REQUIREMENT: Restating the data exactly is the whole task.
### DATA SHOWN
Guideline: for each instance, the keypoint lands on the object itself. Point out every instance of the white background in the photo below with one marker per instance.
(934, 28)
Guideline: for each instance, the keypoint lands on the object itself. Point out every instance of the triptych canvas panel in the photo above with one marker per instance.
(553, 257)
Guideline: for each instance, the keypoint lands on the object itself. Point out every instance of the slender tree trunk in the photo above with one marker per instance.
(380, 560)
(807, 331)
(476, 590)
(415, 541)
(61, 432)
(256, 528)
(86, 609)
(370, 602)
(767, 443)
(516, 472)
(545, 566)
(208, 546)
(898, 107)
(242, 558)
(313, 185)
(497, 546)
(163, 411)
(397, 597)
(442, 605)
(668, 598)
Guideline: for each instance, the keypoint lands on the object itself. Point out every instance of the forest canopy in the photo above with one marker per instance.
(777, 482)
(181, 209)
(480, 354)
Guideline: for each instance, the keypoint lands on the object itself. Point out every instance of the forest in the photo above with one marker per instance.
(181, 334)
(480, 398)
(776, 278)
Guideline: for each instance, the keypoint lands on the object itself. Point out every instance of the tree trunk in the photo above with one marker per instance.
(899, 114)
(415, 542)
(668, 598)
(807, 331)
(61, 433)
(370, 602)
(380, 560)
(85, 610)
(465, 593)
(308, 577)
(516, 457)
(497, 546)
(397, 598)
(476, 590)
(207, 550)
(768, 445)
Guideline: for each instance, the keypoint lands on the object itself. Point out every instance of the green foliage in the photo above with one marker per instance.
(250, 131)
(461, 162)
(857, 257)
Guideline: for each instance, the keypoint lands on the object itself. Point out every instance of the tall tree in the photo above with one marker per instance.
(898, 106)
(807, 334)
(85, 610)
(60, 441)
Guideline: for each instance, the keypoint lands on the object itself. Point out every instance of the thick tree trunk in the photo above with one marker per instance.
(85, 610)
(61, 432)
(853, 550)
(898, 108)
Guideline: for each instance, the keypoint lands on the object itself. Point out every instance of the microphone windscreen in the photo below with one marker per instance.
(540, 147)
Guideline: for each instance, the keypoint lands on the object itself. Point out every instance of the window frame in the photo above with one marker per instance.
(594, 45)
######
ANSWER AREA:
Guideline: for each instance, the keypoint lands on the object itself. Point out every instance of the white background in the photo below with one marker per instance.
(934, 28)
Guideline: for each instance, the keypoint lands on the object itself. Point out every instance of the triptych canvas panel in the photo above with one marker per instance.
(553, 257)
Guideline: for each instance, the keypoint lands on the object itself. Point out every instance of the slender tree trunk in the photo above with one marker per instance.
(380, 560)
(807, 331)
(476, 590)
(415, 541)
(61, 432)
(256, 528)
(86, 609)
(370, 602)
(767, 443)
(516, 472)
(545, 566)
(208, 546)
(898, 107)
(242, 558)
(313, 185)
(497, 546)
(163, 411)
(397, 597)
(442, 605)
(668, 598)
Guideline: for each instance, the keypoint lands on the object itself. Point out every instance of the forest canopy in the photo above with one marker per instance.
(777, 482)
(181, 209)
(480, 354)
Guideline: for each instance, the keypoint lands on the object itself. Point out every instance of the forest in the photo above with one marker per instance.
(181, 334)
(480, 398)
(776, 278)
Guideline: for each instance, the keypoint lands on the object itself. Point out every instance of the tree trunk in the photo above with one marker per instance.
(899, 114)
(415, 542)
(668, 598)
(807, 331)
(61, 433)
(370, 602)
(380, 560)
(85, 610)
(465, 593)
(308, 577)
(516, 457)
(497, 546)
(397, 598)
(476, 590)
(207, 550)
(768, 445)
Guideline: for each instance, the keypoint lands on the object itself. Point out every instance of the green foliage in the photo above with one marker per instance.
(250, 131)
(461, 162)
(857, 257)
Guideline: for each instance, the keypoint lands on the object itself. Point out every instance of the tall tree in the photo above with one marker per instance.
(898, 106)
(807, 334)
(85, 610)
(60, 441)
Guideline: for each instance, the keypoint lands on the object itself. Point out every instance of the thick tree trunk in the photo above with one marker per instance.
(85, 610)
(61, 432)
(853, 550)
(898, 108)
Guideline: for each instance, the keypoint lands on the object itself. Point out every instance of the microphone windscreen in the photo below with one marker per instance.
(540, 147)
Guideline: for each instance, the keypoint lands on the object itself. Point out every instance of the window frame in the photo above with one marker per instance.
(594, 45)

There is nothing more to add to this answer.